United States District Court, Western District of Louisiana
Mar 15, 2024
CRIMINAL 23-281 (W.D. La. Mar. 15, 2024)

Opinion

CRIMINAL 23-281

03-15-2024

UNITED STATES OF AMERICA v. JENERALD METCALF


HORNSBY, MAGISTRATE JUDGE

MEMORANDUM RULING

ELIZABETH ERNY FOOTE UNITED STATES DISTRICT JUDGE

Before the Court is a motion to dismiss, filed by the Defendant, Jenerald Metcalf (“Metcalf”). Record Document 18. The Defendant moves to dismiss the indictment pending against him, which charges him with being a convicted felon in possession of a firearm and ammunition, in violation of 18 U.S.C. § 922(g)(1). The Government has filed an opposition to the motion. For the reasons below, the motion is DENIED.

I. Legal Standard.

Before trial, a criminal defendant may file a motion asserting that an indictment is defective because of a “failure to state an offense.” Fed. R. Crim. P. 12(b)(3)(B)(v). “[A]n indictment is sufficient if it, first, contains the elements of the offense charged and fairly informs a defendant of the charge against which he must defend, and, second, enables him to plead an acquittal or conviction in bar of future prosecutions for the same offense.” Hamling v. United States, 418 U.S. 87, 117 (1974). “It is generally sufficient that an indictment set forth the offense in the words of the statute itself, as long as those words of themselves fully, directly, and expressly, without any uncertainty or ambiguity, set forth all the elements necessary to constitute the offence intended to be punished.” Id. (internal marks omitted). In considering a motion to dismiss an indictment, the Court must take the facts as set forth in the indictment as true. United States v. Kay, 359 F.3d 738, 742 (5th Cir. 2004); see also United States v. Radley, 632 F.3d 177, 180 (5th Cir. 2011) ("The allegations in the indictment are presumed true for present purposes.”).

+--

*Given instruction*:
According to the memorandum ruling, which statute is Metcalf charged with violating?

+--

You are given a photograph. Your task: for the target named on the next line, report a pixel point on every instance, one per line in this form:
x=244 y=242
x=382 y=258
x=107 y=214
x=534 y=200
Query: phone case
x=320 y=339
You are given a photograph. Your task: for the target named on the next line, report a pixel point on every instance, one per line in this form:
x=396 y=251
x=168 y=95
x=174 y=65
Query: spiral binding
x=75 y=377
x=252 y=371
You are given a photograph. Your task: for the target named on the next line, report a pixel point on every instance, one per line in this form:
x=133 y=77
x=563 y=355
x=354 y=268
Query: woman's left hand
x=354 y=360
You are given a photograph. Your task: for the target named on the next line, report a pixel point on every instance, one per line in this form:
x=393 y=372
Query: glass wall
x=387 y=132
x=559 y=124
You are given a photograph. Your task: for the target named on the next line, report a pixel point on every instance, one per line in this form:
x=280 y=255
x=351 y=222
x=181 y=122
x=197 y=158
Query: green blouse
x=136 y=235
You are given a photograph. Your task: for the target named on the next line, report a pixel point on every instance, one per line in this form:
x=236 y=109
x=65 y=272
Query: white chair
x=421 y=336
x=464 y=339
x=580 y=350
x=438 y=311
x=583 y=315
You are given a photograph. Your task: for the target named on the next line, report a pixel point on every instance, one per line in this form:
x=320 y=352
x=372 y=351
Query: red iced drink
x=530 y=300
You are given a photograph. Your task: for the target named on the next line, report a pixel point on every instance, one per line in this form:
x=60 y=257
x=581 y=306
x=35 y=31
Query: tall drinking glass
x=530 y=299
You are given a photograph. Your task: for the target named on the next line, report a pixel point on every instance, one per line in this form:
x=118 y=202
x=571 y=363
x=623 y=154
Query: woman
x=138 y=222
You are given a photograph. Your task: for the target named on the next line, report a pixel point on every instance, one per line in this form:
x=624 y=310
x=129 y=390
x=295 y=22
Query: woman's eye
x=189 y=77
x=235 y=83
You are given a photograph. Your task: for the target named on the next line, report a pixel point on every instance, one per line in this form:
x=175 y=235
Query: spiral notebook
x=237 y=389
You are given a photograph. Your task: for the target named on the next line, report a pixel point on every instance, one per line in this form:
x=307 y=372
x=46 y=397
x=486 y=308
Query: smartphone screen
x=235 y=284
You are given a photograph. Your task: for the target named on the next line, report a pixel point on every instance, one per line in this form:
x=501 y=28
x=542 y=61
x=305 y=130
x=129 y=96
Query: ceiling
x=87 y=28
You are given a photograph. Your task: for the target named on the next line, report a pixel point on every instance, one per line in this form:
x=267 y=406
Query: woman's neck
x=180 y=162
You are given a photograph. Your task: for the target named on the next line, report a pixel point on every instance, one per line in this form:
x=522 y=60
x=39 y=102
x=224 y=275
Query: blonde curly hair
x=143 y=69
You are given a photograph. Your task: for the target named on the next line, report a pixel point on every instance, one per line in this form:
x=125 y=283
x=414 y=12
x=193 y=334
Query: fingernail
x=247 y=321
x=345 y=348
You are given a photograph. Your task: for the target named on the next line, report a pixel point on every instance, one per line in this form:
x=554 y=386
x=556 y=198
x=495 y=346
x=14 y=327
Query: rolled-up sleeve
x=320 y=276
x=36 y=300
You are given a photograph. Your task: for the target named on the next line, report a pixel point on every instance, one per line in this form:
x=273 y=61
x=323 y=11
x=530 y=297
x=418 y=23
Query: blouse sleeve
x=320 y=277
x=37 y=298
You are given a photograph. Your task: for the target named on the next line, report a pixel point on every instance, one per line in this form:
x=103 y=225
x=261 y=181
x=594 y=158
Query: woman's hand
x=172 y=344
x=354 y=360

+--

*Response to the task*:
18 U.S.C. § 922(g)(1)